### WHAT THE TASK ASKS
Omit the pictures, and output the rest of the entries exactly as written.

*** THE RECORDS ***

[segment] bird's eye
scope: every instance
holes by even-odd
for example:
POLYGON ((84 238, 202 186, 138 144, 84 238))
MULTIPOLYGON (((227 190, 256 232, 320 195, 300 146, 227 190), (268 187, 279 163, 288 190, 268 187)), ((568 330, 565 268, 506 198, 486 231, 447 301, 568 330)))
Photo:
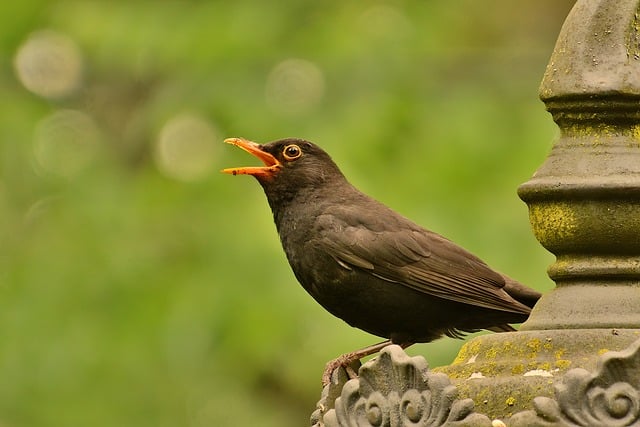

*** End of THE RECORDS ***

### ANSWER TO THIS EXERCISE
[segment] bird's eye
scope: every instance
holes by even-odd
for example:
POLYGON ((84 238, 202 186, 138 144, 84 238))
MULTIPOLYGON (((227 190, 256 232, 320 195, 300 146, 227 190), (268 187, 279 163, 288 190, 268 187)), ((568 330, 565 268, 506 198, 486 231, 447 301, 568 330)))
Photo:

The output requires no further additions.